Dataset records:
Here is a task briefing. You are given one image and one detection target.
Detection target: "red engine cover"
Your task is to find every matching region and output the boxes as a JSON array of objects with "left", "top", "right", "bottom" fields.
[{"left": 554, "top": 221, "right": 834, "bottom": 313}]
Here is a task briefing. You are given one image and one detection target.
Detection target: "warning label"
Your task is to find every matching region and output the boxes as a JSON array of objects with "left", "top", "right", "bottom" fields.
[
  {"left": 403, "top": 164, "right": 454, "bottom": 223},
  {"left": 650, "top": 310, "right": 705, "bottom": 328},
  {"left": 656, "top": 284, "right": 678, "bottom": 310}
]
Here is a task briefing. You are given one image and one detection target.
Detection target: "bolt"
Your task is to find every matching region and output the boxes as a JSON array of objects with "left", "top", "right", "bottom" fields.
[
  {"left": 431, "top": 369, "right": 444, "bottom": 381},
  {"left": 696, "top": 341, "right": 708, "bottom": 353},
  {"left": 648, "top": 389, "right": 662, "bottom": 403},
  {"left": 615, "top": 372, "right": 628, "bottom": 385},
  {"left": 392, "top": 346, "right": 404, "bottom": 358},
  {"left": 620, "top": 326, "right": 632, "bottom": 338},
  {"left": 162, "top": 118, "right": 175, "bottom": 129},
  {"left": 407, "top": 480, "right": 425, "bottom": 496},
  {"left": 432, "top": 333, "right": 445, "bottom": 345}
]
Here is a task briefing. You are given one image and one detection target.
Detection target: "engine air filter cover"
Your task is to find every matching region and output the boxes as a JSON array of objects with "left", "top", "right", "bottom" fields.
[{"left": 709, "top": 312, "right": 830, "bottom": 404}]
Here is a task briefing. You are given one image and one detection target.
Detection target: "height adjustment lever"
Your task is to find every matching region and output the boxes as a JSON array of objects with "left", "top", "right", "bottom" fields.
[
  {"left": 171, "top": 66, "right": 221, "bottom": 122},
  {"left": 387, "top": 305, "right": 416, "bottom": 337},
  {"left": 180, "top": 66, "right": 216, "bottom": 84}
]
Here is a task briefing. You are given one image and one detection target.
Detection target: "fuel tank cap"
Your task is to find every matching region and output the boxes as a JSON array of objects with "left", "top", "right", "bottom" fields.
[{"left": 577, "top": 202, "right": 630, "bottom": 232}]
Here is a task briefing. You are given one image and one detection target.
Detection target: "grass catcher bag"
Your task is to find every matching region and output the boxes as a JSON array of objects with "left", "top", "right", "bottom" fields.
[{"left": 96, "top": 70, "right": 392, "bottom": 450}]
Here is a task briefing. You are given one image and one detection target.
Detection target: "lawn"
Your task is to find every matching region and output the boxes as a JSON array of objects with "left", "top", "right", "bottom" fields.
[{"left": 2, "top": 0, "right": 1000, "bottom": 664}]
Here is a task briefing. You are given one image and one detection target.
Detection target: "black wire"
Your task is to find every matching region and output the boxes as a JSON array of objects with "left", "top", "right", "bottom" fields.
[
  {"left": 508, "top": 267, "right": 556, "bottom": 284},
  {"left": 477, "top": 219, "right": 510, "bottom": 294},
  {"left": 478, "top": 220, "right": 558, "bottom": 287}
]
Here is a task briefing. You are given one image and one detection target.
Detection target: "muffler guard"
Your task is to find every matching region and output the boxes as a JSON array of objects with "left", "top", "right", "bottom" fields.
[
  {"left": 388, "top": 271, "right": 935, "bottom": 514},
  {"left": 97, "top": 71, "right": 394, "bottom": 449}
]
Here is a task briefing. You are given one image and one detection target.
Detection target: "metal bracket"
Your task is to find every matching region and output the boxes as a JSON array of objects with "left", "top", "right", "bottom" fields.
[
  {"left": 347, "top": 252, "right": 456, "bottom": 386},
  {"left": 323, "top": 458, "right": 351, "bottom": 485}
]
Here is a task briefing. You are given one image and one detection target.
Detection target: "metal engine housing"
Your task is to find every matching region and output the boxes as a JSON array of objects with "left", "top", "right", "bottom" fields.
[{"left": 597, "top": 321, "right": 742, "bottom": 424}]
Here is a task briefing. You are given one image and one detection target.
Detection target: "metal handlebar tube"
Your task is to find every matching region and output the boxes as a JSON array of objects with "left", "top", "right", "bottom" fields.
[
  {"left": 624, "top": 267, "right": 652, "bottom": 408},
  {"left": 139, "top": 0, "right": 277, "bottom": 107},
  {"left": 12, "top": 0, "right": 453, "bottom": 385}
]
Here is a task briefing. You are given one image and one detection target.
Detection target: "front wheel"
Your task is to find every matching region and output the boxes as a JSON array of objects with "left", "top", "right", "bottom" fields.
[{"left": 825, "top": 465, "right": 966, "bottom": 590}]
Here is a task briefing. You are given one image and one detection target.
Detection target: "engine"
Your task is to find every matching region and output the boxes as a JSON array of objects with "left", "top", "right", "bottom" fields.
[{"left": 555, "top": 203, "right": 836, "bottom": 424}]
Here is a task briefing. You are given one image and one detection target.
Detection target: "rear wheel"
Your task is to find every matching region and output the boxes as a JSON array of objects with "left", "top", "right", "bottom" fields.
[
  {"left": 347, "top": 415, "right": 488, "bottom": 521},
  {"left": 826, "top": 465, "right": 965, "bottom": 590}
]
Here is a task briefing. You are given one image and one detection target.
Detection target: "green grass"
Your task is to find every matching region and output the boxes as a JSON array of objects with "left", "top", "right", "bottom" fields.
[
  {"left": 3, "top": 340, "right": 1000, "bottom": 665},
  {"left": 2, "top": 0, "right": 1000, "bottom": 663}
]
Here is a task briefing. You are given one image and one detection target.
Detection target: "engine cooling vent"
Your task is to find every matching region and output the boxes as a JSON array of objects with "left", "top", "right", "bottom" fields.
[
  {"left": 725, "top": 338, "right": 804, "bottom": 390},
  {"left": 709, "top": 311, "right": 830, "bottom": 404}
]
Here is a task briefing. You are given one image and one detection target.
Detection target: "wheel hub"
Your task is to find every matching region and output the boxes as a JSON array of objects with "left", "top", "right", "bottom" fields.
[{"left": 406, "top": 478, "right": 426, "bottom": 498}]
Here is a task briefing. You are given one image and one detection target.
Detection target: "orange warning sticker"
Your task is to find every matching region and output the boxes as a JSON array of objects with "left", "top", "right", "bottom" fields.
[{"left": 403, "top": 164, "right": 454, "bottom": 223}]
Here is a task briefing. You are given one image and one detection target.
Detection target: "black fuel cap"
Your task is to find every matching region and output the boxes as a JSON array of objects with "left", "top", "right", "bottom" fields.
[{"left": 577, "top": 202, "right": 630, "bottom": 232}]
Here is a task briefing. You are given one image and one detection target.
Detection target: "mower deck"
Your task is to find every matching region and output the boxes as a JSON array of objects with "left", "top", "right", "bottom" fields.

Exercise aim:
Your task is to copy every line of the entries that contains the string "engine".

Solution:
Detection target: "red engine cover"
Detection target: "engine air filter cover"
Detection target: "metal engine housing"
Detection target: "engine"
Detection target: "engine cooling vent"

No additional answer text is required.